- Records for the task
************
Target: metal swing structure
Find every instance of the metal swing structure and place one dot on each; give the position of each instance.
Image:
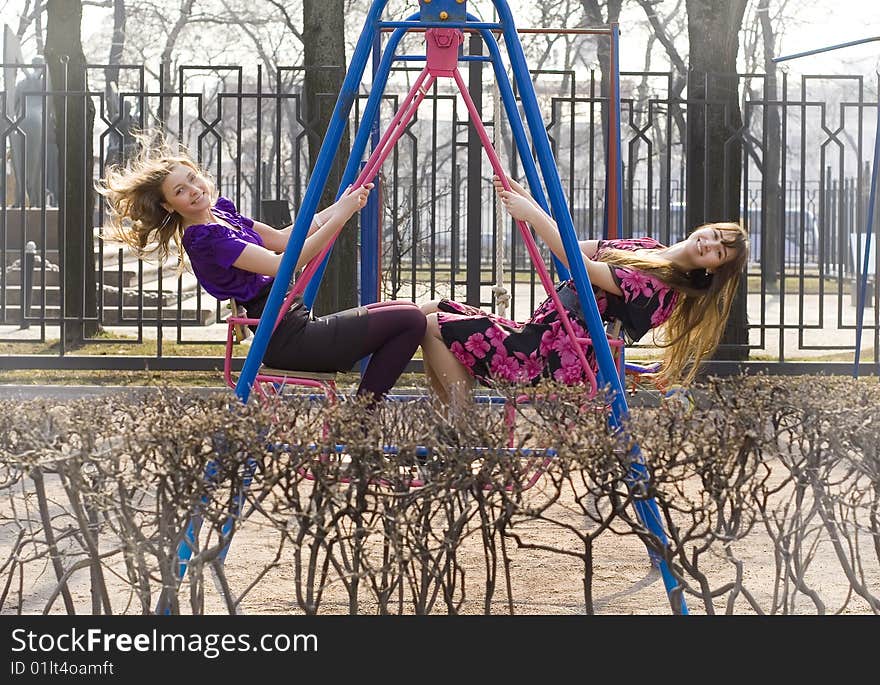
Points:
(443, 23)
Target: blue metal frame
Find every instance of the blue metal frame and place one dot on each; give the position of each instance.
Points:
(869, 220)
(558, 206)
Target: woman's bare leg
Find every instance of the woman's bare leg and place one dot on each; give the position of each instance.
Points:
(445, 373)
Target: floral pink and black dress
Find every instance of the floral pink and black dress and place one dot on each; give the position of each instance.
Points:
(495, 348)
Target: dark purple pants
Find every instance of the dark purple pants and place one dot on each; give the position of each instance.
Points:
(388, 332)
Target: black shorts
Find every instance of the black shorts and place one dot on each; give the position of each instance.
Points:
(304, 343)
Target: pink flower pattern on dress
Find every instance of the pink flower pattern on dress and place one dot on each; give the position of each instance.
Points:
(477, 345)
(462, 354)
(492, 347)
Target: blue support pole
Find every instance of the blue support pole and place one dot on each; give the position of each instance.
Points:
(508, 99)
(364, 134)
(608, 375)
(338, 122)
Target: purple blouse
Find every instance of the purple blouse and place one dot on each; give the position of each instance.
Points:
(212, 248)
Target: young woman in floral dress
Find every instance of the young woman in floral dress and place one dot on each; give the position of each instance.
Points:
(685, 289)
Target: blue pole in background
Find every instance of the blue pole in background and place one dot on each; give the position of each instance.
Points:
(869, 226)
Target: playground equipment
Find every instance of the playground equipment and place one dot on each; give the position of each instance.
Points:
(443, 23)
(872, 199)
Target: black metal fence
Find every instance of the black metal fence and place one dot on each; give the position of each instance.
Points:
(250, 130)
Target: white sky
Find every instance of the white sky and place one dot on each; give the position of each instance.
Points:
(818, 23)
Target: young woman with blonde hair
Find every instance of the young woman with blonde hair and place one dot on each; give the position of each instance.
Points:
(684, 290)
(162, 197)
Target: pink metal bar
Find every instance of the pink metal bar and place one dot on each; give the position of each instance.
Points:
(398, 125)
(532, 248)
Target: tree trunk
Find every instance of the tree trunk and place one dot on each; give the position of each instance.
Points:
(74, 120)
(714, 154)
(593, 15)
(324, 57)
(772, 225)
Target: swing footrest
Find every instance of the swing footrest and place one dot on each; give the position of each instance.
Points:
(290, 373)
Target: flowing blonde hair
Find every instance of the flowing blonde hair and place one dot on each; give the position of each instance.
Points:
(134, 196)
(694, 329)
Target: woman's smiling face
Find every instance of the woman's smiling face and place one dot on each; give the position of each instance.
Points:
(706, 248)
(186, 192)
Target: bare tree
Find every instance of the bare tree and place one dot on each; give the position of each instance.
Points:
(714, 150)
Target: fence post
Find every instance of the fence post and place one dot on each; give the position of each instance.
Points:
(27, 282)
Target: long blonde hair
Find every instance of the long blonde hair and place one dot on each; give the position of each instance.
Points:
(134, 195)
(694, 329)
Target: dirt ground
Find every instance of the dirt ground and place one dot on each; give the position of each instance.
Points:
(542, 583)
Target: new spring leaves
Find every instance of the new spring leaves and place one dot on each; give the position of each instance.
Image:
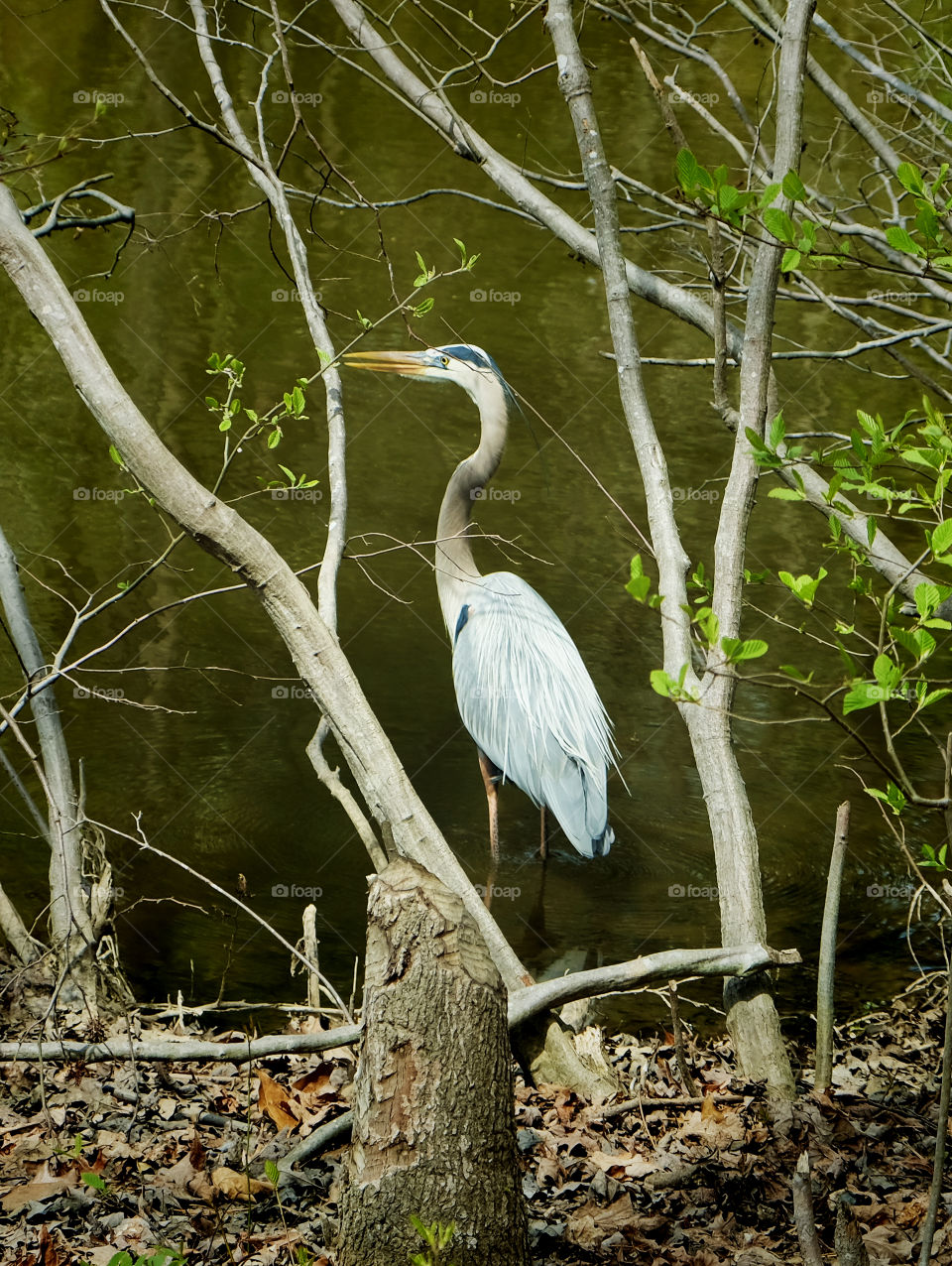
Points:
(884, 656)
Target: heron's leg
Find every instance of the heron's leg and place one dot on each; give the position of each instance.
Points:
(490, 776)
(543, 833)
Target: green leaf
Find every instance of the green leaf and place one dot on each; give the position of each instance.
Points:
(640, 583)
(794, 188)
(892, 797)
(778, 224)
(941, 540)
(887, 673)
(738, 651)
(927, 599)
(900, 239)
(686, 169)
(909, 178)
(787, 494)
(803, 586)
(661, 684)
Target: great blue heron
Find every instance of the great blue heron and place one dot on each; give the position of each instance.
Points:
(523, 692)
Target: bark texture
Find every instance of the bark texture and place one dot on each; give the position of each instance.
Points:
(433, 1133)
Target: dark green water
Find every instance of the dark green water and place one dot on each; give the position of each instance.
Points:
(208, 742)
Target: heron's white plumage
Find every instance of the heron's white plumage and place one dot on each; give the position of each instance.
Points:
(528, 700)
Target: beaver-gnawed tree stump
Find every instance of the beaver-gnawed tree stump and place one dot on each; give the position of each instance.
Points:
(433, 1132)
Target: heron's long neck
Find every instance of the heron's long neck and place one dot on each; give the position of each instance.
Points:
(456, 567)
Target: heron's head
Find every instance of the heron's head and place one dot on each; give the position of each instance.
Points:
(462, 363)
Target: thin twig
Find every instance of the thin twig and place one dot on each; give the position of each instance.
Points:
(828, 952)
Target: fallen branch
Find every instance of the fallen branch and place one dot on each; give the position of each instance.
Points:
(677, 1104)
(804, 1216)
(523, 1005)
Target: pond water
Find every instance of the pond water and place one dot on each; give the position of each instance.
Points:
(206, 738)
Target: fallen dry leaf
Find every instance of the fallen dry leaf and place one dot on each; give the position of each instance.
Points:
(237, 1187)
(41, 1187)
(273, 1099)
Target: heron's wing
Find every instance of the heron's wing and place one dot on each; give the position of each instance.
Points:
(528, 700)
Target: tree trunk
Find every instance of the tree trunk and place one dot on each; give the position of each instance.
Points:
(71, 934)
(433, 1133)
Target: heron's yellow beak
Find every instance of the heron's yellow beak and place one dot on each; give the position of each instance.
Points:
(416, 363)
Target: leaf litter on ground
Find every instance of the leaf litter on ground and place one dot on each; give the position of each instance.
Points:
(111, 1157)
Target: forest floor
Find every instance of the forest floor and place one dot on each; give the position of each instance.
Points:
(105, 1157)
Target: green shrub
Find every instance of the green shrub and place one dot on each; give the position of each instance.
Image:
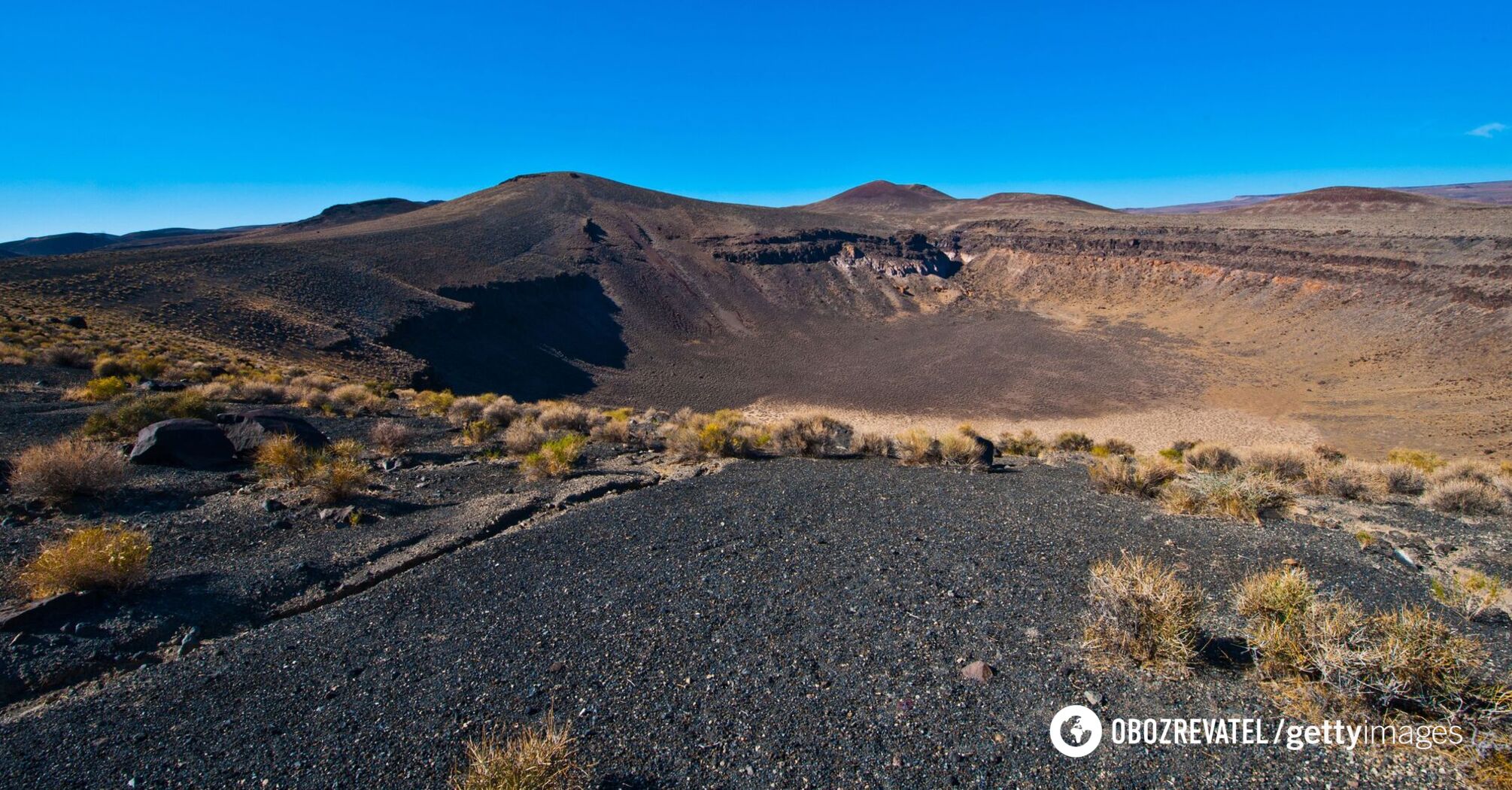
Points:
(557, 457)
(132, 415)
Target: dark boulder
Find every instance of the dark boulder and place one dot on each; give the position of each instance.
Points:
(248, 430)
(197, 444)
(985, 453)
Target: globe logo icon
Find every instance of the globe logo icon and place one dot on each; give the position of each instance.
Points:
(1076, 731)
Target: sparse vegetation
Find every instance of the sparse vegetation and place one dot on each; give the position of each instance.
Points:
(90, 559)
(566, 417)
(1468, 592)
(338, 477)
(99, 389)
(428, 402)
(812, 436)
(1142, 615)
(466, 411)
(132, 415)
(915, 447)
(1464, 497)
(718, 435)
(542, 757)
(1074, 442)
(1237, 495)
(1346, 480)
(1124, 474)
(1113, 447)
(65, 469)
(1402, 479)
(1210, 457)
(1024, 444)
(959, 450)
(477, 432)
(1178, 450)
(557, 457)
(1284, 462)
(524, 436)
(1402, 659)
(283, 459)
(1420, 459)
(392, 438)
(873, 444)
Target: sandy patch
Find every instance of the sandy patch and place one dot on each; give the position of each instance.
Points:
(1148, 430)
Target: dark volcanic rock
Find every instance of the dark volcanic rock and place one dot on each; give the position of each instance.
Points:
(197, 444)
(248, 430)
(47, 610)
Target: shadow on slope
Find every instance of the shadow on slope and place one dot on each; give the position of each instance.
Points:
(522, 339)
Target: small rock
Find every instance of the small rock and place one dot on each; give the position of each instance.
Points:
(190, 642)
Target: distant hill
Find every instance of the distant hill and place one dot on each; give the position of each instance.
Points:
(885, 196)
(345, 214)
(65, 244)
(1494, 193)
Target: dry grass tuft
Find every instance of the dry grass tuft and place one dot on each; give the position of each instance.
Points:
(428, 403)
(1328, 453)
(557, 457)
(1468, 592)
(1024, 444)
(873, 444)
(812, 436)
(915, 447)
(542, 757)
(392, 438)
(1402, 477)
(465, 411)
(132, 415)
(90, 559)
(1140, 613)
(567, 417)
(723, 433)
(1422, 459)
(959, 450)
(1283, 462)
(1074, 442)
(1402, 659)
(1464, 497)
(502, 411)
(1237, 495)
(283, 459)
(1113, 447)
(1124, 474)
(524, 436)
(477, 433)
(65, 469)
(615, 430)
(338, 477)
(1210, 457)
(1347, 480)
(99, 389)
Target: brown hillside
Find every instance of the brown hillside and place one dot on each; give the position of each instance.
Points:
(1371, 326)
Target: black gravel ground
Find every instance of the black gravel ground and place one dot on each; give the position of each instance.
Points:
(781, 624)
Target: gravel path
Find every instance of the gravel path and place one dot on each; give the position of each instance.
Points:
(779, 624)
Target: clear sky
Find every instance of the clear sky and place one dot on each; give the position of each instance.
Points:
(135, 115)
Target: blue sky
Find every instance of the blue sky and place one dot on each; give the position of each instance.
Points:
(133, 115)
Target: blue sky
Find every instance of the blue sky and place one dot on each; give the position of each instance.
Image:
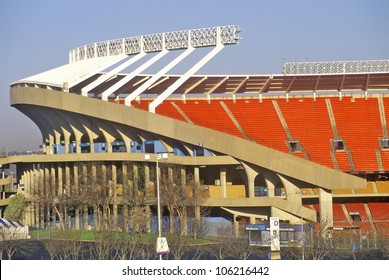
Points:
(36, 36)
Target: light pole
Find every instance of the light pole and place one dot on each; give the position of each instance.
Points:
(161, 242)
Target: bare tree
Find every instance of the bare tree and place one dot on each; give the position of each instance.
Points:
(180, 194)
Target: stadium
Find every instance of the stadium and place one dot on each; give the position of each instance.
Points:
(309, 145)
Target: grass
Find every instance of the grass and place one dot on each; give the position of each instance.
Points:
(90, 235)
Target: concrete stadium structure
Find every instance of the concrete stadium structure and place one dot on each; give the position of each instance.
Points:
(309, 145)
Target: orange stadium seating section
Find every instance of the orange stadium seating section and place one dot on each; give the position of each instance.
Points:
(357, 122)
(307, 120)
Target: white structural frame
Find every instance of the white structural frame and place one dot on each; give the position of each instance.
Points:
(129, 77)
(196, 38)
(216, 37)
(151, 81)
(153, 105)
(336, 67)
(112, 73)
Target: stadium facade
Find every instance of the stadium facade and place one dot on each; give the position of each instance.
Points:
(310, 144)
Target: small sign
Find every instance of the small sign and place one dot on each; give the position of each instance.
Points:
(162, 246)
(274, 233)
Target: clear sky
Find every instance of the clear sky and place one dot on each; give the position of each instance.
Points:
(36, 36)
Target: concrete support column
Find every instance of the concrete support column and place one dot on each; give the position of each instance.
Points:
(78, 136)
(326, 210)
(135, 170)
(251, 174)
(39, 207)
(148, 220)
(75, 191)
(147, 179)
(96, 210)
(236, 226)
(293, 193)
(85, 222)
(60, 180)
(184, 222)
(223, 182)
(66, 136)
(114, 193)
(45, 210)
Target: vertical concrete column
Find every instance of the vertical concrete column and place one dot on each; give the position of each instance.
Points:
(125, 194)
(75, 191)
(60, 180)
(326, 211)
(196, 226)
(85, 221)
(53, 179)
(251, 174)
(114, 193)
(67, 179)
(184, 222)
(147, 180)
(27, 190)
(135, 182)
(236, 226)
(78, 136)
(48, 186)
(40, 190)
(223, 182)
(96, 210)
(49, 148)
(66, 136)
(293, 193)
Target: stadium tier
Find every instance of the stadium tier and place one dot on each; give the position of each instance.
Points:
(256, 145)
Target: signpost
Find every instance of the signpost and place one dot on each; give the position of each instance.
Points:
(275, 238)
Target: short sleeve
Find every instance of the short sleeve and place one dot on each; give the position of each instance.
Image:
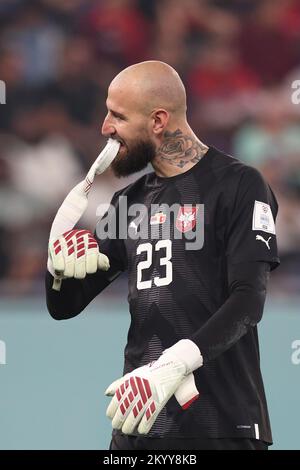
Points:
(251, 232)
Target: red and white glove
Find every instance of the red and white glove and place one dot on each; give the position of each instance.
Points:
(139, 396)
(69, 264)
(75, 254)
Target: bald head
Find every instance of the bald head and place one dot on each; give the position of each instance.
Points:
(151, 85)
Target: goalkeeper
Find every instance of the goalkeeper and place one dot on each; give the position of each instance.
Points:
(191, 377)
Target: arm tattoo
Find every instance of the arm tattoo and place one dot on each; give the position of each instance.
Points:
(179, 149)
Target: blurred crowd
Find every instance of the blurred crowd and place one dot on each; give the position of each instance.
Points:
(237, 58)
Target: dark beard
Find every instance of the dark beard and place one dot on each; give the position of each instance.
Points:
(137, 158)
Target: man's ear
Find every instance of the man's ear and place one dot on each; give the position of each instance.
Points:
(160, 121)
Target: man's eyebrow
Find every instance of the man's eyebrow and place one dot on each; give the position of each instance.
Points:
(115, 113)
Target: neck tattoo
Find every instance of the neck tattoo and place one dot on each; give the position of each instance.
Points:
(179, 149)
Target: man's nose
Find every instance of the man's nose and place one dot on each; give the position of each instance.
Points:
(107, 128)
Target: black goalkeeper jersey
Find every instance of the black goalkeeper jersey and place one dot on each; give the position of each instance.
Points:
(176, 292)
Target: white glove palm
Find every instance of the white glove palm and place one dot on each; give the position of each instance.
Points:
(75, 254)
(141, 395)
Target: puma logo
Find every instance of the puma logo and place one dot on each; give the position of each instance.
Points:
(259, 237)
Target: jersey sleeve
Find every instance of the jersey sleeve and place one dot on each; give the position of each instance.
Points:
(251, 234)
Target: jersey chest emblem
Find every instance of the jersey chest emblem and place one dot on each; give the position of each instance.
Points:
(186, 218)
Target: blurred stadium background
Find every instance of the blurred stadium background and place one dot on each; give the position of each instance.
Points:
(238, 59)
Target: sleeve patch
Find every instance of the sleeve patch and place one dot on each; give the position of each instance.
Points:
(263, 218)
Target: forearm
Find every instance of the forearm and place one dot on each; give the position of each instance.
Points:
(74, 295)
(242, 310)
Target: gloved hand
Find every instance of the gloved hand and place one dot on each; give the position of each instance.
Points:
(139, 396)
(75, 254)
(66, 218)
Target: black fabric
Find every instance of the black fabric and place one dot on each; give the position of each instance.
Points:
(122, 442)
(213, 295)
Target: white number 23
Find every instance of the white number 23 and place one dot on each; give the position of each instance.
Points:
(164, 261)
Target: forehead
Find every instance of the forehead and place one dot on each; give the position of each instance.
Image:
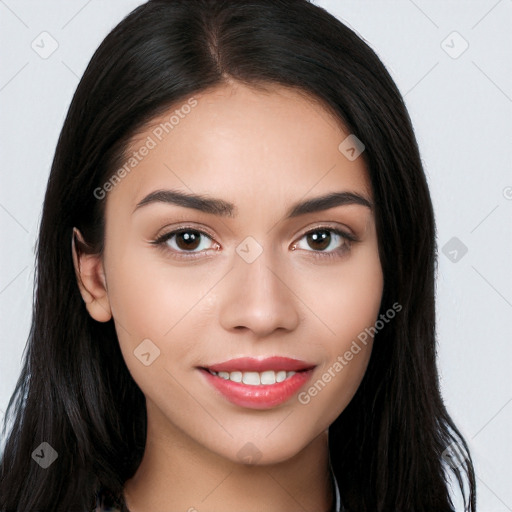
************
- What to produce
Copy out, from the material above, each line in which the string "goalkeeper" is found.

- Output
Target: goalkeeper
Find every instance of the goalkeeper and place one dot on each; give the position of each instance.
Target: black goalkeeper jersey
Find every instance of the black goalkeeper jersey and place one dot on each; give the position of each instance.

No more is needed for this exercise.